● **Exercise aim**: How many lines in the listing include the string "item"? Reply with the number alone.

● **Given entries**:
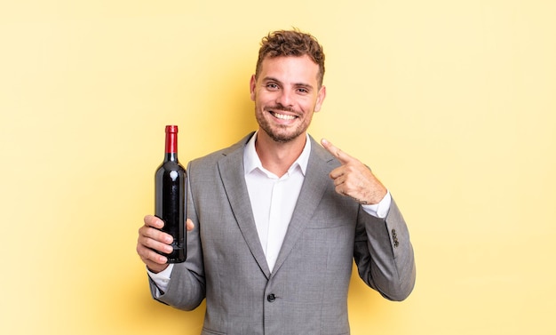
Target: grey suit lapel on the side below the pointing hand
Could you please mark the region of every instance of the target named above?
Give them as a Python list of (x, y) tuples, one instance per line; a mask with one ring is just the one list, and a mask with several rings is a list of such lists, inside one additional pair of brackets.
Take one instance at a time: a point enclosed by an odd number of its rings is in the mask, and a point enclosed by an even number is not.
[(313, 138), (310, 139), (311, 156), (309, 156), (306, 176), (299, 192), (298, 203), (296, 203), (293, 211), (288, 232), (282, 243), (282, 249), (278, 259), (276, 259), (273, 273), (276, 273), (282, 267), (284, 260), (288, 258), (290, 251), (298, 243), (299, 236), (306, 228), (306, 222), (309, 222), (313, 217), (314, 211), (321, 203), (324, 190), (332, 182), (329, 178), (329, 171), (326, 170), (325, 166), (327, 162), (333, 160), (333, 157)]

* * *

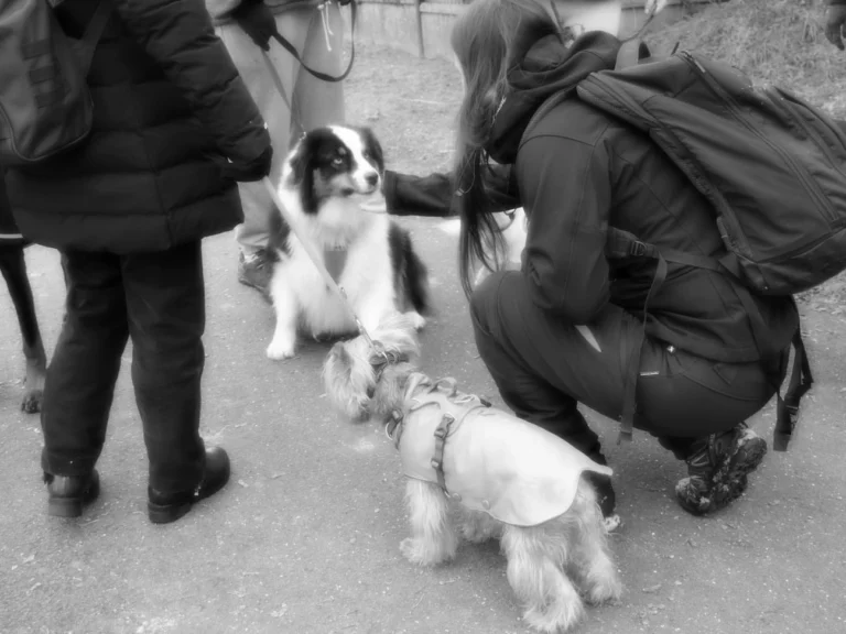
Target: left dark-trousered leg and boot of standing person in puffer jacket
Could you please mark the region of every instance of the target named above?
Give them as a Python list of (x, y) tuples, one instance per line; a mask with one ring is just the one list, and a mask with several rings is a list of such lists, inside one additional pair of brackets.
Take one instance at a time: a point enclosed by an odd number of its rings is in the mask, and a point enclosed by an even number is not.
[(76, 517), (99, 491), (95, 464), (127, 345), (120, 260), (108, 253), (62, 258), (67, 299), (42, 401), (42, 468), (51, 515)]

--

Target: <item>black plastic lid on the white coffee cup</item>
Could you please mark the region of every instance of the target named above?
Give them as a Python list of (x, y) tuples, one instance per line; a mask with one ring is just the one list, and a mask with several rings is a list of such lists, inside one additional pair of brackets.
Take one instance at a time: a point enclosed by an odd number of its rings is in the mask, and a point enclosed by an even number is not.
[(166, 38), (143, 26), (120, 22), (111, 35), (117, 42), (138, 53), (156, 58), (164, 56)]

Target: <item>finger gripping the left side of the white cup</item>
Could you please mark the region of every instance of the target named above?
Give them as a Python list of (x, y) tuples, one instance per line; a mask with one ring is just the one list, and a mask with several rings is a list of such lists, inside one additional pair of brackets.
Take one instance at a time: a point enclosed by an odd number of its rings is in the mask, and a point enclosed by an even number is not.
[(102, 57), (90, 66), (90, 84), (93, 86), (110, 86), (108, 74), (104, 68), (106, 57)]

● **Written reply**: 2